_Source text_

>>>

Markets to get gap-down opening on Thursday

25 Jun 2020 Evaluate

Indian markets snapped a four-day winning streak and ended lower on Wednesday on account of heavy selling in banking, pharma and metal stocks. Today, the markets are likely to make gap-down opening tracking sell-off in the global peers. Market participants will also react to the burgeoning Covid-19 cases in India. The country saw a sharp spike of over 16,500 coronavirus cases. The country's total count of infections now stands at 472,985. More than 14,900 have died from the highly contagious virus. Besides, there will be some volatility in the markets as the F&O contracts for the June series are due to expire today. Traders will be concerned as the International Monetary Fund (IMF) projected a sharp contraction of 4.5 per cent for the Indian economy in 2020, a historic low, citing the unprecedented coronavirus pandemic that has nearly stalled all economic activities, but said the country is expected to bounce back in 2021 with a robust six per cent growth rate. However, some support may come later in the day as Union Minister Nitin Gadkari launched the Credit Guarantee Scheme for Sub-ordinate Debt to provide Rs 20,000 crore of guarantee cover to two lakh micro, small and medium enterprises (MSMEs). Meanwhile, in a relief for taxpayers, the Centre has extended the deadline for filing income tax returns (original as well as revised) for FY2018-19 to July 31, 2020. The last date for filing income tax returns for FY2019-20 has also been extended to November 30, 2020. Besides, easing compliance requirements due to continuing adverse impact of the coronavirus pandemic, market regulator SEBI gave another month's extension till July 31 to listed companies for submitting their fourth-quarter as well as annual results. There will be some buzz in the banking stocks as the government decided to bring Urban Co-operative Banks (UCBs) and Multi-State Co-operative Banks under the governance of the Reserve Bank of India (RBI). Metal stocks will be in focus with a private report that Aluminium Association of India (AAI) has approached the ministry of finance and the ministry of commerce and Industry to implement remission of duties or taxes on export products (RoDTEP) scheme, a move aimed to compete and substitute Chinese aluminium exports to major economies in the world.

The US markets settled sharply lower on Wednesday as it seemed traders could no longer ignore the spiking number of new coronavirus cases in several US states. Asian markets are trading in red on Thursday as surging US coronavirus cases, global trade tensions and an IMF downgrade to economic projections knocked confidence in a recovery.

<<<

[Excerpts from a dataset]

>>>

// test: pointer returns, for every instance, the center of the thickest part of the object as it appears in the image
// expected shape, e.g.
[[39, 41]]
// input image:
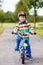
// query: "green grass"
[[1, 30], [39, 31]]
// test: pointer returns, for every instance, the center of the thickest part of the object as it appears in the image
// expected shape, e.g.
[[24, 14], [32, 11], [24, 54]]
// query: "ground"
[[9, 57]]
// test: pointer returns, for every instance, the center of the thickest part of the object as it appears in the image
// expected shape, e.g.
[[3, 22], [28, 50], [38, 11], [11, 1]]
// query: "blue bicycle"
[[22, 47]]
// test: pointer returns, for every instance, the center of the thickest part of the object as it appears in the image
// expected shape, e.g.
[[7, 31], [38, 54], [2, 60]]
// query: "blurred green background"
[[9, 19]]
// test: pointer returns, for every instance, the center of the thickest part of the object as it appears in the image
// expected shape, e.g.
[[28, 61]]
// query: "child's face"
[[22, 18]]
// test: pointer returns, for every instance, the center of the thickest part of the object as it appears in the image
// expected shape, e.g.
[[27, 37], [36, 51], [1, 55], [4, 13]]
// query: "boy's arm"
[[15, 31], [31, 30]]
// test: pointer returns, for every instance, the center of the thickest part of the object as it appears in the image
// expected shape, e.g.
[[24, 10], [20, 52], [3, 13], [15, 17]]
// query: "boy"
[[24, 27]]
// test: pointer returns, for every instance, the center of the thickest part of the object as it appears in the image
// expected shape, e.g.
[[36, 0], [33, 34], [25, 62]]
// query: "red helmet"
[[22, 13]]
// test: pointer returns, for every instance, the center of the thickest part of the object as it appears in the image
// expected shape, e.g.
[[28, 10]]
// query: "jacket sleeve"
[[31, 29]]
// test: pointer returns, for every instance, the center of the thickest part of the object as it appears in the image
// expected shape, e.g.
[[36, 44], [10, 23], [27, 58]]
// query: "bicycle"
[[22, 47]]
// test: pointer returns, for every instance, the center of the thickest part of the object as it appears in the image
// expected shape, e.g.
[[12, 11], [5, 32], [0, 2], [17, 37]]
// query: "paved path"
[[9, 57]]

<<<
>>>

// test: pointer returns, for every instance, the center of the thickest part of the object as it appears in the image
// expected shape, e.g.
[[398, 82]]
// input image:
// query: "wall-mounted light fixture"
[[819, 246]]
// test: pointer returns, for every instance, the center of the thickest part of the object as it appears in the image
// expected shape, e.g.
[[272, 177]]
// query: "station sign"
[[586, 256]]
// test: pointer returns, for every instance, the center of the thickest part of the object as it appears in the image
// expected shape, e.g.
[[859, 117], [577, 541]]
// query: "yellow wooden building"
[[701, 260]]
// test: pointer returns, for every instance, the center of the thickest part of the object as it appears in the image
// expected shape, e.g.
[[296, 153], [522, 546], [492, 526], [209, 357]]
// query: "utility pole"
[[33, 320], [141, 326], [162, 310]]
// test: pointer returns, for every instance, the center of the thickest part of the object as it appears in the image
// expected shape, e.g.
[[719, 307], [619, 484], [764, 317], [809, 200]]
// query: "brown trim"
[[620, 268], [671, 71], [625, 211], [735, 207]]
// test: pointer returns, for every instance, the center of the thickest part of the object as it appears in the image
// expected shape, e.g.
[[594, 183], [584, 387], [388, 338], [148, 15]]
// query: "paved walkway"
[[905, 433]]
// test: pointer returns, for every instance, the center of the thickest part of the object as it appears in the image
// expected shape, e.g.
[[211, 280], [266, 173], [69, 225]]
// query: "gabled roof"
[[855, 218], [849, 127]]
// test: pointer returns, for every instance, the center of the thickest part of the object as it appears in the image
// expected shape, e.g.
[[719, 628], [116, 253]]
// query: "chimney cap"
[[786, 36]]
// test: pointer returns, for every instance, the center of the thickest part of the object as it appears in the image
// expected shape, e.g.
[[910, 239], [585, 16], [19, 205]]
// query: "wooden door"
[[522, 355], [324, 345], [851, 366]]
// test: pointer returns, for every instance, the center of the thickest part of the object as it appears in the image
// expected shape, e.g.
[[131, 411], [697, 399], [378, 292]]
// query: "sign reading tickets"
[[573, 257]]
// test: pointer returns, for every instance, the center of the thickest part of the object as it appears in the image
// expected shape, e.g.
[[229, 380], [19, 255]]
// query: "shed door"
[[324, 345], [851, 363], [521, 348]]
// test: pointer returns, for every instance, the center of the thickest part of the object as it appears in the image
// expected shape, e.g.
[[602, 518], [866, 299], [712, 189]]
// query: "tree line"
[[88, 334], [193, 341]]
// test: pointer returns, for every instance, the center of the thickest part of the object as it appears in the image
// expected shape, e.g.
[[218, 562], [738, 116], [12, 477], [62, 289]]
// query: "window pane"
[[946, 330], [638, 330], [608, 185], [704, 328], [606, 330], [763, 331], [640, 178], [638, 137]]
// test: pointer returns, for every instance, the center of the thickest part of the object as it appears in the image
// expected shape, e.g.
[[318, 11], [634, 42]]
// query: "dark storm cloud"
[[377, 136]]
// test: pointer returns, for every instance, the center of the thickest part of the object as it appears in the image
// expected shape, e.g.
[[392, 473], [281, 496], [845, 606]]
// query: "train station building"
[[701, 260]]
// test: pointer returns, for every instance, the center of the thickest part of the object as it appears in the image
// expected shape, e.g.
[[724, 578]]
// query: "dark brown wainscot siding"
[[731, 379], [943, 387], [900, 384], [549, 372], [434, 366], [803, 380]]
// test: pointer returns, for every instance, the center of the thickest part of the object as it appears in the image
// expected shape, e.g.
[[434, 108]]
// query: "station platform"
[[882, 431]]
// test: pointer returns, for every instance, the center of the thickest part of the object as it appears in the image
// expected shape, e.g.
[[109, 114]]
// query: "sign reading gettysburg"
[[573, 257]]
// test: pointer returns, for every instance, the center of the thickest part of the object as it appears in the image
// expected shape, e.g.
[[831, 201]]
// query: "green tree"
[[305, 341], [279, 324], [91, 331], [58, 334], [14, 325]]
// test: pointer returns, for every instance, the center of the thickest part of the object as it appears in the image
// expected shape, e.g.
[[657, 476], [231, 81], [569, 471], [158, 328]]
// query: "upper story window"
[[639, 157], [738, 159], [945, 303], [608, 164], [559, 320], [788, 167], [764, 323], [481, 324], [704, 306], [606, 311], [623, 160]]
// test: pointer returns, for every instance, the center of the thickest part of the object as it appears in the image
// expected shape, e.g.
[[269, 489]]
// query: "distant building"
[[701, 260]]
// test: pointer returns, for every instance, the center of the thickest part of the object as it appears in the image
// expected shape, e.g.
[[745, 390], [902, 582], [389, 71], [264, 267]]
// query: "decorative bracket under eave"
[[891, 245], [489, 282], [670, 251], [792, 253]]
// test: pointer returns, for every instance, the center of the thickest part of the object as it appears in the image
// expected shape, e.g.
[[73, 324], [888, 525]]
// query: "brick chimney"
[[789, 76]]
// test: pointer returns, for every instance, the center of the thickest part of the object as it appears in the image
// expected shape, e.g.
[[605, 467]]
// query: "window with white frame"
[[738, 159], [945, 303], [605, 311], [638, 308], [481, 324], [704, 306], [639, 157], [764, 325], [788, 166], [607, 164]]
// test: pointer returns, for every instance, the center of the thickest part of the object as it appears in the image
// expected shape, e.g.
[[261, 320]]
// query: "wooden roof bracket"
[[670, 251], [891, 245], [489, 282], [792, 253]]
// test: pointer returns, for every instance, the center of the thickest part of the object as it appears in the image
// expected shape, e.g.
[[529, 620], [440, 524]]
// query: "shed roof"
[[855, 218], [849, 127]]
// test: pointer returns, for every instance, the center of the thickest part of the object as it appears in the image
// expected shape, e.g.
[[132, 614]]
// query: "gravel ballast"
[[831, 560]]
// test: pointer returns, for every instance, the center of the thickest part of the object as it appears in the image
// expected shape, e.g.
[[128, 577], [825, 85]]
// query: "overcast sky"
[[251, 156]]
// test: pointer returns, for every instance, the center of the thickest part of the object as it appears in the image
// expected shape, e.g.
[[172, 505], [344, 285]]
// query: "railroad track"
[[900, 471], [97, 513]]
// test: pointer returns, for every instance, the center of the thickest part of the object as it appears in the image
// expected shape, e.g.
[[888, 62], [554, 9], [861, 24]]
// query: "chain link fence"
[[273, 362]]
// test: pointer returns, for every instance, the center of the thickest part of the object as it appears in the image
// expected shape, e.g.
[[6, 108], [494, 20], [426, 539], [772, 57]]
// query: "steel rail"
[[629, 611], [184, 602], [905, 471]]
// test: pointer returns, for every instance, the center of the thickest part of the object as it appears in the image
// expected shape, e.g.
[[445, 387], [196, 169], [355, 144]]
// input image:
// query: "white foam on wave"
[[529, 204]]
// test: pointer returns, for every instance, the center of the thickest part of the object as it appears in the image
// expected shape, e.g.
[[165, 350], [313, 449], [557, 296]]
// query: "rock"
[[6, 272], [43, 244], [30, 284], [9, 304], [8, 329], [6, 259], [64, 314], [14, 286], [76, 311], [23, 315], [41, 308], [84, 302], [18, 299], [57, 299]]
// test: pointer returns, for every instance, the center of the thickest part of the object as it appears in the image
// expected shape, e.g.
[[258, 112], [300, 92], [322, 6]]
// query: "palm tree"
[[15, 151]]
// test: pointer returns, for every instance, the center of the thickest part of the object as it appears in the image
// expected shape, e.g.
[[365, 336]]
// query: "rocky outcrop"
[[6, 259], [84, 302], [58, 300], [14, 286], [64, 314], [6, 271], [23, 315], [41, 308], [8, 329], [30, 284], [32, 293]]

<<<
>>>

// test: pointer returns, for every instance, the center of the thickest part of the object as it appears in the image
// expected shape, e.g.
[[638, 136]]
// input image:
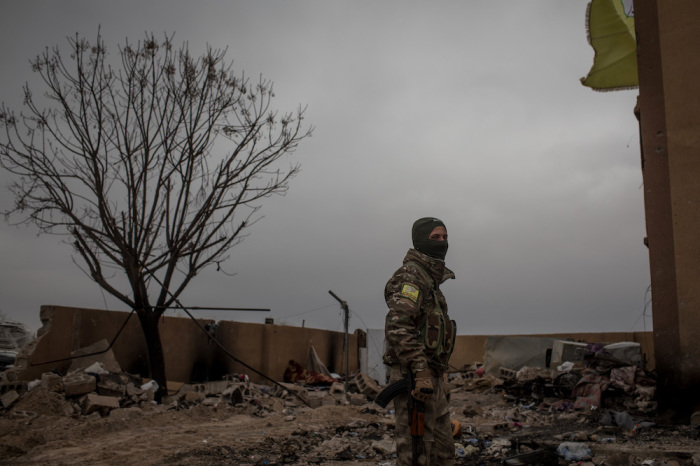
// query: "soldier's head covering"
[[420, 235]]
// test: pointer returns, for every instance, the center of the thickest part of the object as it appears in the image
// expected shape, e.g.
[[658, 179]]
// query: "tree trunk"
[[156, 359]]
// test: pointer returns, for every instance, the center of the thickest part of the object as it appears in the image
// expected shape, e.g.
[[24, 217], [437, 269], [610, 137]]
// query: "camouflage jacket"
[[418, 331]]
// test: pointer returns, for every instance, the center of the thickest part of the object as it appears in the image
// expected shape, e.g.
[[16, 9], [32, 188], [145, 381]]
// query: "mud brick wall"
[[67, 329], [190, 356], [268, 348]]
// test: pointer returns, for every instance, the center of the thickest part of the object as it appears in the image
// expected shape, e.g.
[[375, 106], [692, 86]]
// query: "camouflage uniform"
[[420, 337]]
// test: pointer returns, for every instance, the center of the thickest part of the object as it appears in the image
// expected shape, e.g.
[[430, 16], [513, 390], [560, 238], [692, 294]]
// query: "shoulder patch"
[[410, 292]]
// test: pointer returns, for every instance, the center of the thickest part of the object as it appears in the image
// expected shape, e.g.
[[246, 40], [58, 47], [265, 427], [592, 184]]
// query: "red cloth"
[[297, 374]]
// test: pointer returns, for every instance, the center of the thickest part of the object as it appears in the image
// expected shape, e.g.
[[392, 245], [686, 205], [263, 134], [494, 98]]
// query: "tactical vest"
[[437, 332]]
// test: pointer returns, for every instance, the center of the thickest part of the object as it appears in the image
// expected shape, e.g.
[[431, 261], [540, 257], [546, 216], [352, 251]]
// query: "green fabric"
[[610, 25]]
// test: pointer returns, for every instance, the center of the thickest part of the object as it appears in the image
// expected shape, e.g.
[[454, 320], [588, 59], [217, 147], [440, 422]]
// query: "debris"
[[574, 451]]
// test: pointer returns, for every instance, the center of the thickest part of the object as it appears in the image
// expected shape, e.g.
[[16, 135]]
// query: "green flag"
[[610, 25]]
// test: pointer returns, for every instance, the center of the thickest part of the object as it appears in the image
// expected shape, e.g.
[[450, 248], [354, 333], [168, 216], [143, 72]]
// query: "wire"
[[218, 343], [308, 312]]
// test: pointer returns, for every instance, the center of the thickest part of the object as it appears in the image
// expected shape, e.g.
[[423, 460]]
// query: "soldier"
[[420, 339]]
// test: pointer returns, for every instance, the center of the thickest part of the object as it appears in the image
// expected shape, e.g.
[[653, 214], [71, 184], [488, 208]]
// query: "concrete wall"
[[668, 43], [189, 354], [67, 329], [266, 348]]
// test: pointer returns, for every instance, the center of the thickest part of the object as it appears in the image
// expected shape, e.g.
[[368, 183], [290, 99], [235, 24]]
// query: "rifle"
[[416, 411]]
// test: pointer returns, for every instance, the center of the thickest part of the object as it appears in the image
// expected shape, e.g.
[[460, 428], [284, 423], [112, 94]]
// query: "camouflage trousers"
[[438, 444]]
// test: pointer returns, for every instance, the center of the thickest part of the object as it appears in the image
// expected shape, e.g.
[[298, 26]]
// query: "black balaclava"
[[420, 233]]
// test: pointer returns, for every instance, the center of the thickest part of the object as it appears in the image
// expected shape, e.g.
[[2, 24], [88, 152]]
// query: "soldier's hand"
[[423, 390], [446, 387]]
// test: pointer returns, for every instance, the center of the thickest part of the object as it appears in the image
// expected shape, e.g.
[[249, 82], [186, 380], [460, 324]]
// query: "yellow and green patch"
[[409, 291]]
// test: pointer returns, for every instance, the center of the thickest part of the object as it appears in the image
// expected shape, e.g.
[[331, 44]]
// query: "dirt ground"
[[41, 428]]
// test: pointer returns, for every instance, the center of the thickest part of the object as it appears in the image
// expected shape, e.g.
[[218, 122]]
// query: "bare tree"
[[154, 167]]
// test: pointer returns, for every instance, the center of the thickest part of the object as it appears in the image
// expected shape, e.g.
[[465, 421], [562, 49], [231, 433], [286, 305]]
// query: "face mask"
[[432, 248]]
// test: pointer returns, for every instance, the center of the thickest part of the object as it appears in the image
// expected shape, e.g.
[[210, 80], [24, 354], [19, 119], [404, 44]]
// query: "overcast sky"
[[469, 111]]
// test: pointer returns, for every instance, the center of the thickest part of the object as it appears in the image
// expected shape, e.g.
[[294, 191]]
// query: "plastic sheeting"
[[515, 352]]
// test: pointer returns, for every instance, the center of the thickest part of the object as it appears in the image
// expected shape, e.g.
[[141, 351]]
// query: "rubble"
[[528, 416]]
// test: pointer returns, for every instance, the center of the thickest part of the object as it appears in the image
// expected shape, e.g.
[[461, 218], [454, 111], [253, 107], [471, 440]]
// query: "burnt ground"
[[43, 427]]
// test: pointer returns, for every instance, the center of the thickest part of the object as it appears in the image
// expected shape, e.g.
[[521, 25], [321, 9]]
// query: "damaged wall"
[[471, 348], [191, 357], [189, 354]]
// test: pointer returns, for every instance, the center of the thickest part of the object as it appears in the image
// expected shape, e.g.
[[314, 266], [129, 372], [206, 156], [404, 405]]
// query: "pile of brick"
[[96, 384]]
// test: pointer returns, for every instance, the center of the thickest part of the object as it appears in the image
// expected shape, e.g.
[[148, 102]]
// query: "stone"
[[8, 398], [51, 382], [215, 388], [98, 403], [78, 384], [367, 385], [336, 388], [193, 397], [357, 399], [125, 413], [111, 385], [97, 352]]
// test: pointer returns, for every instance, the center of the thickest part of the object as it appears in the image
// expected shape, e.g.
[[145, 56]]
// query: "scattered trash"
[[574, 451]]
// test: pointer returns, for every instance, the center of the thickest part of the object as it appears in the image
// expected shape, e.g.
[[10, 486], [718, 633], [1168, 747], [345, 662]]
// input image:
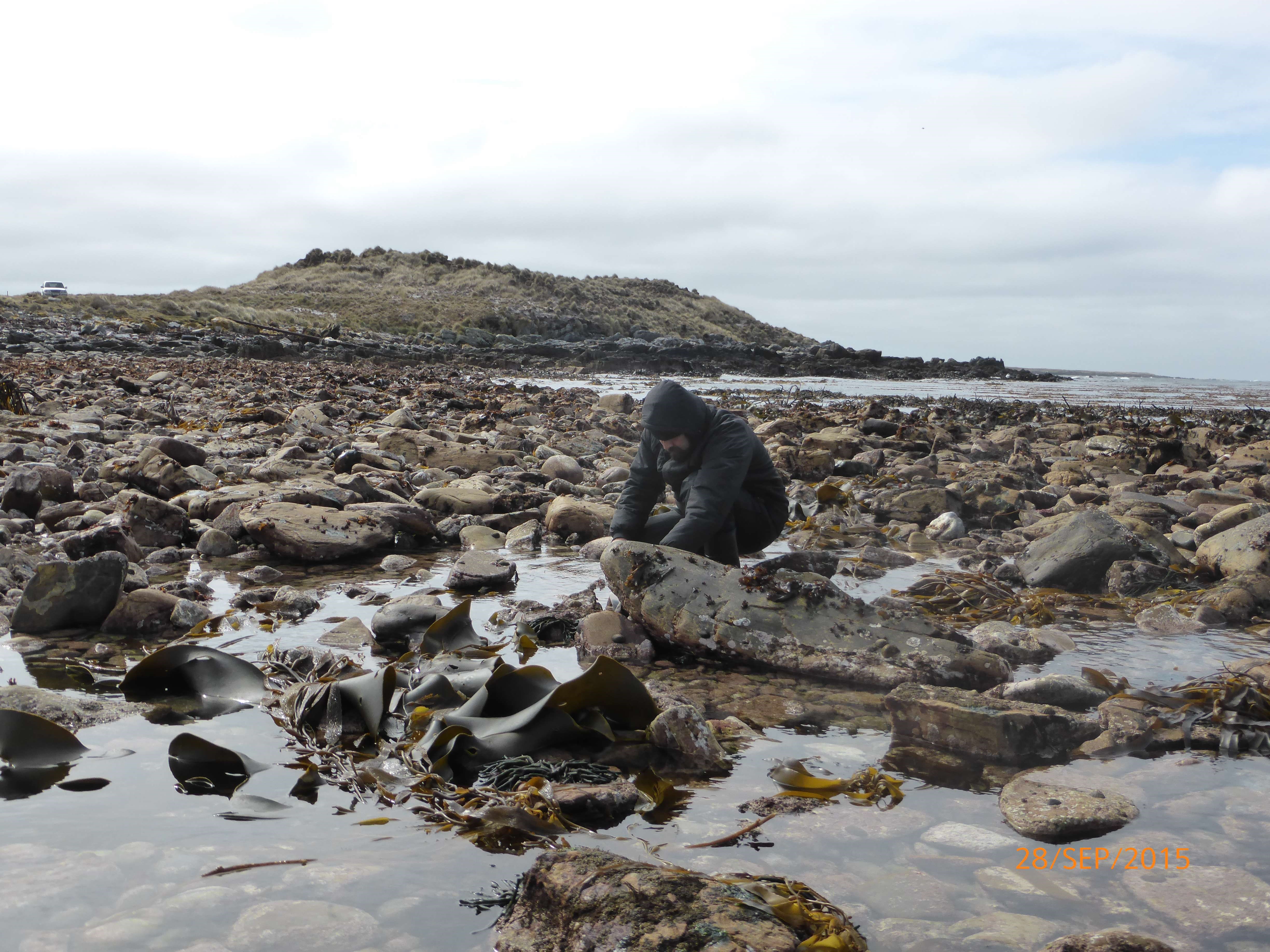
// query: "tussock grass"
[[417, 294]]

<<<

Translate this sentence from the market report into Spanish: "The country's total count of infections now stands at 472,985." The records are separate material and are not connected to the market report.

El recuento total de infecciones del país asciende ahora a 472.985.